STORED RECORDS
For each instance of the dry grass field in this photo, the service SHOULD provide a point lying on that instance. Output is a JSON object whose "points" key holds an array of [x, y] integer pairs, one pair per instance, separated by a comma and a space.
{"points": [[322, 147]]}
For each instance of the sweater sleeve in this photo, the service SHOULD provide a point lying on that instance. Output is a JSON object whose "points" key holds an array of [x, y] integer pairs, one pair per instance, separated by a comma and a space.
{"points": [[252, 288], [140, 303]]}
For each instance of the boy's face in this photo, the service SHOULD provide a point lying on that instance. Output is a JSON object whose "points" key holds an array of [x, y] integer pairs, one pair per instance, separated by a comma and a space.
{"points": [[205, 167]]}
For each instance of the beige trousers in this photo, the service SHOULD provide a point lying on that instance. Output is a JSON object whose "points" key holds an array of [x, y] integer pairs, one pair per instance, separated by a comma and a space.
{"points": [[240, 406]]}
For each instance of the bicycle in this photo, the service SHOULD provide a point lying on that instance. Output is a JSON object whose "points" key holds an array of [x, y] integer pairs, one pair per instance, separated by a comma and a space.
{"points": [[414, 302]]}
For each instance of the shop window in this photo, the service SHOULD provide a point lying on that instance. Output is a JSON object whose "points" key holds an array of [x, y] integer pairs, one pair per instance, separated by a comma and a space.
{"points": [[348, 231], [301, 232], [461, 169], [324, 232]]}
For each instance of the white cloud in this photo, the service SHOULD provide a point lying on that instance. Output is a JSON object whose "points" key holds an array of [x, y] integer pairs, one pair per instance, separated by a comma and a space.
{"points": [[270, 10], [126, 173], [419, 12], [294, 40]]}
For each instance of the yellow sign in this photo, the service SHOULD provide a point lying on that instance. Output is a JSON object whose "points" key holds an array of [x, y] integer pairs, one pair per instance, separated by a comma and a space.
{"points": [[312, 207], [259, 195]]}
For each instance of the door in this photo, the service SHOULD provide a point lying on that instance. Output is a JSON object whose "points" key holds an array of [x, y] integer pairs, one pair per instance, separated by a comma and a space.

---

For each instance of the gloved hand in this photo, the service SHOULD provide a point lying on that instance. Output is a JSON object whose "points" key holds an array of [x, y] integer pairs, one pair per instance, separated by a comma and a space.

EXERCISE OBJECTIVE
Return every line from the records above that contains the word "grass".

CORRECT OUTPUT
For each instance of the dry grass field in this photo, the service SHOULD provide a point lying on that instance. Output is a JSON object whose "points" key holds an array of [x, y] integer pairs, one pair per instance, separated by a comma and a space.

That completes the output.